§ Document text
-- Opening Marker --

Many medical aids 'headed for collapse anyway'
With 7.8 million South Africans on medical aid, many other schemes were 'headed for collapse' because they ran unsustainable financing models.
She cited evidence to the Parliamentary Portfolio Committee on Health in September that 18 schemes already reaching insolvency levels were advised by the Council for Medical Schemes to 'either merge or close shop'.
'Regardless of the NHI, if private sector medical schemes premium increases continue at this rate they'll become non-existent anyway,' she contended.
The NHI would actually protect the 7.8 million people on medical aid, preventing them from draining resources in the overburdened public sector when their insurance lapsed or savings schemes ran dry. The NHI would only pay for contracted service providers, be they private or public.
Doctors in this country were 'very good and we would love to keep them, so they must come up with suggestions on a system helping us all'. Doctor shortages, over and above increased intake in medical schools, would be dealt with via country-to-country agreements and red tape needed cutting to make it easier for any foreign-qualified doctor to work in South Africa.

-- Closing Marker --

§ Data provided

-- Opening Marker --

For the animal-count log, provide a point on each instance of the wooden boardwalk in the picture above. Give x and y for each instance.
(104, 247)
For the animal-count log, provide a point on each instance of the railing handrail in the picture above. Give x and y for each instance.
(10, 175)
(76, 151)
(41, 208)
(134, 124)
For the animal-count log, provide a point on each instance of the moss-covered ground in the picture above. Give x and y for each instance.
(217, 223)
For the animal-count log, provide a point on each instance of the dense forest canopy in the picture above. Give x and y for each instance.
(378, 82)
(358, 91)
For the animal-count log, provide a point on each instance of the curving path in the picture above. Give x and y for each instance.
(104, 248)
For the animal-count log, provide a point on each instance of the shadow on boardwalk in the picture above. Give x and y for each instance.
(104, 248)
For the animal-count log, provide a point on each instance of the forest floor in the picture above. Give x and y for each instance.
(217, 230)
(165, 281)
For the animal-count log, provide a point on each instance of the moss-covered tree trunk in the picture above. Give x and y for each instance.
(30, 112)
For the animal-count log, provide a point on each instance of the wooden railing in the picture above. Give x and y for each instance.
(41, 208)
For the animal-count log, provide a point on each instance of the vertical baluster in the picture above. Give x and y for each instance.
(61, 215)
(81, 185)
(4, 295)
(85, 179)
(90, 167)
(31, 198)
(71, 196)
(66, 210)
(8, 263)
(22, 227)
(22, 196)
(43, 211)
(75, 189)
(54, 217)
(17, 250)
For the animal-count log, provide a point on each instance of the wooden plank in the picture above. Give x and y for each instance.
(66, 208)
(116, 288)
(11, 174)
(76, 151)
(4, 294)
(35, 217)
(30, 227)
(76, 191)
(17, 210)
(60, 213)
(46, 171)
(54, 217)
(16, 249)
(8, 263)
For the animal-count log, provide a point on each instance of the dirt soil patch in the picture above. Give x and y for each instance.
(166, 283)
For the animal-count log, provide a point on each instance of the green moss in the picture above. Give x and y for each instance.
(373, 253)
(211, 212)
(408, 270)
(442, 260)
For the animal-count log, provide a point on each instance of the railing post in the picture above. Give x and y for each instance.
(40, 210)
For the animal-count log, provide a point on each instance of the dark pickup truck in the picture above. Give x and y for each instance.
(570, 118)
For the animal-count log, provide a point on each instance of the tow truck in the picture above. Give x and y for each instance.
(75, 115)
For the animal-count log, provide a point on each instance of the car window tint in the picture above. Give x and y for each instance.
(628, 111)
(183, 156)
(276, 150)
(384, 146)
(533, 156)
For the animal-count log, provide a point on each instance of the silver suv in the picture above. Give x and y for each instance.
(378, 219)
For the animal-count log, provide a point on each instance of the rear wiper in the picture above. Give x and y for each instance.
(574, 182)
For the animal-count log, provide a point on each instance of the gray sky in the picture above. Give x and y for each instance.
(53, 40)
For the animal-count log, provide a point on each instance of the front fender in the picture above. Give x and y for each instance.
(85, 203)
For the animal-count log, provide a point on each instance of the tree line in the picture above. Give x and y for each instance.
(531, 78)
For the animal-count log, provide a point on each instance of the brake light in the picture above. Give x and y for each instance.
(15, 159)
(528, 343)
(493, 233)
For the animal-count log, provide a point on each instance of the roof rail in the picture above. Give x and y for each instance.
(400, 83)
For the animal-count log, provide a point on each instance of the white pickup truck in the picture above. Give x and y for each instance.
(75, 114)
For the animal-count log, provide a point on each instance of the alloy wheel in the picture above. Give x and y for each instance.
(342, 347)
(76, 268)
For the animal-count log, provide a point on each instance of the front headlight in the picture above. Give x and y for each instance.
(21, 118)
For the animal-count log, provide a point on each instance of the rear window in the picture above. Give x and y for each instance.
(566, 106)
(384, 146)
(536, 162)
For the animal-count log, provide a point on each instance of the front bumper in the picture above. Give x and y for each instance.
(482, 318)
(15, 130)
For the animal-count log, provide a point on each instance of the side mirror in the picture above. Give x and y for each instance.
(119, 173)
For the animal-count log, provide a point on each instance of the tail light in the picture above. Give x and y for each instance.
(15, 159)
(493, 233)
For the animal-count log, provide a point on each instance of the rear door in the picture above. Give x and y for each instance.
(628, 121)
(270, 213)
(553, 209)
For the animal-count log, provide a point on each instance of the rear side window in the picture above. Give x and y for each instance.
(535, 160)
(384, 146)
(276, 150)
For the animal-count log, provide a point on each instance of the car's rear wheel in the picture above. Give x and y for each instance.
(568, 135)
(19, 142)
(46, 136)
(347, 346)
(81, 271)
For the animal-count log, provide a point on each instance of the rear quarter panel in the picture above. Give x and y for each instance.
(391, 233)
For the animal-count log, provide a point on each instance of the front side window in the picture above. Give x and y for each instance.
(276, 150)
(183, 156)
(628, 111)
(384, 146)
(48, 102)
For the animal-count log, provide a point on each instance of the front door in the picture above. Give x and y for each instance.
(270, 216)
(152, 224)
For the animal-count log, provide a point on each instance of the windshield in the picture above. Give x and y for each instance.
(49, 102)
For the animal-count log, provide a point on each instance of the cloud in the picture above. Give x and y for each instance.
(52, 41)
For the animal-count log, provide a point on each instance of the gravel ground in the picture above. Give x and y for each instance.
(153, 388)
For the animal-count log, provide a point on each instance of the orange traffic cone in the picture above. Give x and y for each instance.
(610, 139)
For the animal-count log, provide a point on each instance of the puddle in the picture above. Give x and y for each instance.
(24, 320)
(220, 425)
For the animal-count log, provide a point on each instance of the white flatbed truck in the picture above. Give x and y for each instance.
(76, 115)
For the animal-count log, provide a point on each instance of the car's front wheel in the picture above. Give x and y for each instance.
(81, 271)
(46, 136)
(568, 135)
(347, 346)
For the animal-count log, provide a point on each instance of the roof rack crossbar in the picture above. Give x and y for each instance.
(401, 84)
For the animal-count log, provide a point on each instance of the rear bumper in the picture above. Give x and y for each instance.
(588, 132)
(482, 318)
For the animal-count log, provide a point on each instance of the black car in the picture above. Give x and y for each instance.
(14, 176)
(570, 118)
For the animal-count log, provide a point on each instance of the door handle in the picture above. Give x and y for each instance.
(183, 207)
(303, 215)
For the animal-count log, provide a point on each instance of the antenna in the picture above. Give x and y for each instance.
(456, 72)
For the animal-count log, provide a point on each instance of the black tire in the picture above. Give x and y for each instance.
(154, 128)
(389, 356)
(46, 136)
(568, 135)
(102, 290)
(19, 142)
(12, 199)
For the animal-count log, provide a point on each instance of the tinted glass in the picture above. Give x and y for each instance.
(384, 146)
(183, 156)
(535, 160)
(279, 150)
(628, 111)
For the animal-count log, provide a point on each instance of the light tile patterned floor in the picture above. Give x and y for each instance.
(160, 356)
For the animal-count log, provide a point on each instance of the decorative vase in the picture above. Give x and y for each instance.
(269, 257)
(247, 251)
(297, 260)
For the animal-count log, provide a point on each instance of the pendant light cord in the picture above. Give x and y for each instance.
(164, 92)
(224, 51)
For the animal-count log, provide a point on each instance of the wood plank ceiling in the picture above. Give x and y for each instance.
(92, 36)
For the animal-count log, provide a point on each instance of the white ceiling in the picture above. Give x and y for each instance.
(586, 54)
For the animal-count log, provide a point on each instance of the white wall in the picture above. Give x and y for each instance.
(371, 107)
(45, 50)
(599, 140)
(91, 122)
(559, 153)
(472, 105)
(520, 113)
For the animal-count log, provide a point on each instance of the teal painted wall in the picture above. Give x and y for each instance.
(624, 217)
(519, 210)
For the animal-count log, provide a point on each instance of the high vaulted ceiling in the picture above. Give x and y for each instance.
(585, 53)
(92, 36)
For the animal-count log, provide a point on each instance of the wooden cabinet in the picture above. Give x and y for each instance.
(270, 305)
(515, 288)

-- Closing Marker --

§ Required action A
From the text on medical aid schemes, return word for word the part that opens with the words containing "Doctors in this" and closes with "in South Africa.".
§ Required action B
Translate this sentence from the text on medical aid schemes into Spanish: "The NHI would only pay for contracted service providers, be they private or public."

§ Response A
Doctors in this country were 'very good and we would love to keep them, so they must come up with suggestions on a system helping us all'. Doctor shortages, over and above increased intake in medical schools, would be dealt with via country-to-country agreements and red tape needed cutting to make it easier for any foreign-qualified doctor to work in South Africa.

§ Response B
El NHI solo pagaría a proveedores de servicios contratados, ya sean privados o públicos.